Herman
Melville nació el 1 de agosto de 1819, en la ciudad de Nueva York; fue el
tercero de una familia de once hijos. Su madre provenía de una antigua y
piadosa familia colonial de origen holandés; su padre, un rico comerciante,
murió en 1830, luego de una quiebra que lo llevó a la ruina y finalmente a la
locura.
Desde los
quince años, Melville -que no había heredado las aptitudes de su padre para el
comercio- trabajó de empleado de banco, peón y maestro. A los dieciocho años se
embarcó hacia Liverpool como marinero de un buque mercante. Entre 1841 y 1844
recorrió los mares del sur del Océano Pacífico a bordo del ballenero Acushnet.
Tras dieciocho
meses de travesía abandonó el barco en las islas Marquesas y vivió un mes entre
los caníbales. Escapó en un mercante australiano y desembarcó en Papeete
(Tahití), donde pasó algún tiempo en prisión. Trabajó como agricultor y viajó a
Honolulú (Hawai), y desde allí, en 1843, se enroló en una fragata de la Marina
estadounidense y llegó hasta las costas del Japón.

> _Tarea asignada 1_:
Según el texto sobre Herman Melville, ¿en qué ballenero recorrió los mares del sur del Pacífico entre 1841 y 1844?
Los registros no guardan ninguna relación con el texto.

> _Listado de datos_:
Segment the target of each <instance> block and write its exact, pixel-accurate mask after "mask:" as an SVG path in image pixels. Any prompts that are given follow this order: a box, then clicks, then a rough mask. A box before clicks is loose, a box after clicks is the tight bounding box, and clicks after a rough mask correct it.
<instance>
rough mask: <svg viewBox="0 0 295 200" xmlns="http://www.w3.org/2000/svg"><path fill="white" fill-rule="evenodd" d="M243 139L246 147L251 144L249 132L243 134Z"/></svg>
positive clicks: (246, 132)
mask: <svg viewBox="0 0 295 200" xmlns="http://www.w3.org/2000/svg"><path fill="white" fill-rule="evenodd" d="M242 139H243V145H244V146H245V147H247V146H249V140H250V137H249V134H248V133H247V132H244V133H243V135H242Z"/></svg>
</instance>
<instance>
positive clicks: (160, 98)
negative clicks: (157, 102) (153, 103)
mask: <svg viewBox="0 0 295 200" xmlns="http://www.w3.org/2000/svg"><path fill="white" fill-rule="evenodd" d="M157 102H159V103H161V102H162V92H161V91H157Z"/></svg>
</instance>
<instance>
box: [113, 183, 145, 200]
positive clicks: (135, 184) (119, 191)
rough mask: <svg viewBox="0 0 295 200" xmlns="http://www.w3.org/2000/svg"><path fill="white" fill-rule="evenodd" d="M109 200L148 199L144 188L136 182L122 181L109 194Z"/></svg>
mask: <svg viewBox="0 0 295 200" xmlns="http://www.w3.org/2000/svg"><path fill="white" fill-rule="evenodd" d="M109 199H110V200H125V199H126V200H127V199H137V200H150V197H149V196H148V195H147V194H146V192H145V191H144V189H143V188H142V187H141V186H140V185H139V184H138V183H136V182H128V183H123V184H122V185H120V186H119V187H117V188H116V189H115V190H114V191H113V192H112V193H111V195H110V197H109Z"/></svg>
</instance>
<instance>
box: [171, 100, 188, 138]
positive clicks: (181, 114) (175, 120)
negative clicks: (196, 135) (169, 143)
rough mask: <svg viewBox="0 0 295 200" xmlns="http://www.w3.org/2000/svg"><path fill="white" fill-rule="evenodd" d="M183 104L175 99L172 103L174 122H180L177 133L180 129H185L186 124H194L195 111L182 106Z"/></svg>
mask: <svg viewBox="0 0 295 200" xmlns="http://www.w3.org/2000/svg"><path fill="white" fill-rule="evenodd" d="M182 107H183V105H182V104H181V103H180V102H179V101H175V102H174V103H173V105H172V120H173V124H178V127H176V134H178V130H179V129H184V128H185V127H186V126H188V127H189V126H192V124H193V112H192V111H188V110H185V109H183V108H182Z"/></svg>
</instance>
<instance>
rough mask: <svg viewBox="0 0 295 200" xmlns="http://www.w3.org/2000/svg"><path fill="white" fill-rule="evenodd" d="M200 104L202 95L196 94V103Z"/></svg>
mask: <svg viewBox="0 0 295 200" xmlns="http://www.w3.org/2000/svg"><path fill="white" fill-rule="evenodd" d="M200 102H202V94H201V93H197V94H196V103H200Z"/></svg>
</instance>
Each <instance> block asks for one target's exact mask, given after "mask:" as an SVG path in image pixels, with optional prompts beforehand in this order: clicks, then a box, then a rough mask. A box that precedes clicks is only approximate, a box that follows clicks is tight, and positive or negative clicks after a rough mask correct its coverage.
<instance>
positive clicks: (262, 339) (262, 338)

> _Tarea asignada 2_:
Reúne cada línea de los registros en la que aparezca la palabra "positive".

> _Resultado 1_:
En el ballenero Acushnet.

> _Resultado 2_:
positive clicks: (246, 132)
positive clicks: (160, 98)
positive clicks: (135, 184) (119, 191)
positive clicks: (181, 114) (175, 120)
Each <instance> block asks for one target's exact mask, given after "mask:" as an SVG path in image pixels, with optional prompts beforehand in this order: clicks, then a box, then a rough mask. A box that precedes clicks is only approximate, a box that follows clicks is tight, and positive or negative clicks after a rough mask correct its coverage.
positive clicks: (262, 339) (262, 338)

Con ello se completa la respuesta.